Stated task -> Arrange the data below as a numbered list, leaving out blank lines and the pictures.

>> BEGIN Materials provided

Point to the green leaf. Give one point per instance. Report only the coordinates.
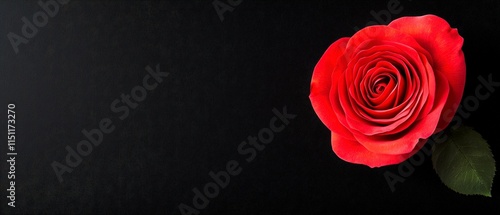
(465, 163)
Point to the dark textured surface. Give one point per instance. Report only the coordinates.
(225, 79)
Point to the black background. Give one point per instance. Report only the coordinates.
(225, 79)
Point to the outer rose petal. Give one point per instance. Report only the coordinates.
(320, 87)
(444, 44)
(353, 152)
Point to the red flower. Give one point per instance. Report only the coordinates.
(386, 89)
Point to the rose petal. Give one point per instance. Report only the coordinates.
(352, 151)
(320, 88)
(405, 142)
(444, 44)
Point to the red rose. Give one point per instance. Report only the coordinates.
(386, 89)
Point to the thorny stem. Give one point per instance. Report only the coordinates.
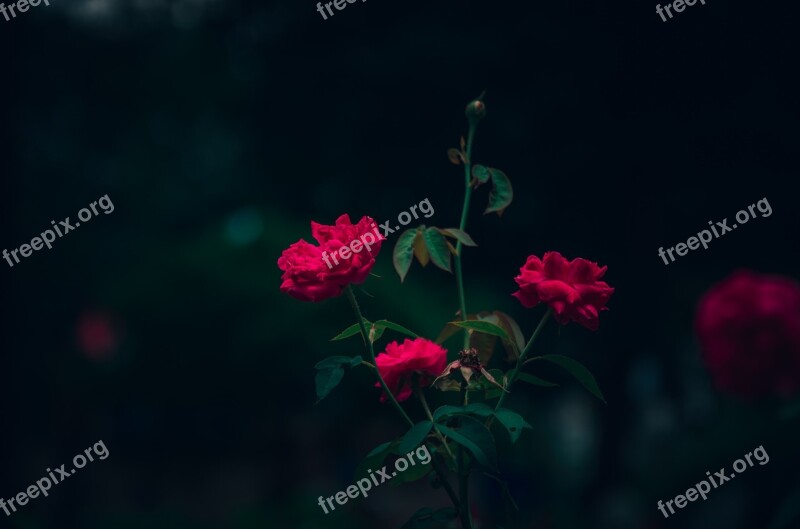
(521, 360)
(436, 465)
(421, 396)
(463, 473)
(463, 225)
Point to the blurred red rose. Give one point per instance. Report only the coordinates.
(96, 335)
(401, 361)
(307, 275)
(571, 288)
(748, 327)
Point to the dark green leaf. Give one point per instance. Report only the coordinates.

>> END Materials provided

Expected answer ->
1. Point to the green leaf. Give one point per instance. Report only the coordinates.
2. (465, 163)
3. Point to the dark textured surface. Give one point per instance. Report only the coordinates.
4. (225, 79)
5. Point to the black background. Give one point per instance. Report only the coordinates.
6. (225, 79)
7. Point to the outer rose petal. Give one point per instance. Report only the coordinates.
8. (320, 87)
9. (444, 44)
10. (353, 152)
11. Point to the red flower. Give one point per instance. Report only the coordinates.
12. (386, 89)
13. Point to the rose petal. Give one point per instance. Report only the coordinates.
14. (352, 151)
15. (320, 88)
16. (405, 142)
17. (444, 44)
18. Point to the red rose. Give one point per instance. Report only the coordinates.
19. (386, 89)
20. Point to the thorny stem. Give one point per instance. Report only the coordinates.
21. (521, 360)
22. (436, 465)
23. (421, 396)
24. (463, 473)
25. (463, 225)
26. Point to the blurred red rose. Give one point per instance. Report only the coordinates.
27. (96, 335)
28. (401, 361)
29. (307, 275)
30. (571, 288)
31. (748, 327)
32. Point to the dark green leaf. Give one point per instance. Report only the coordinates.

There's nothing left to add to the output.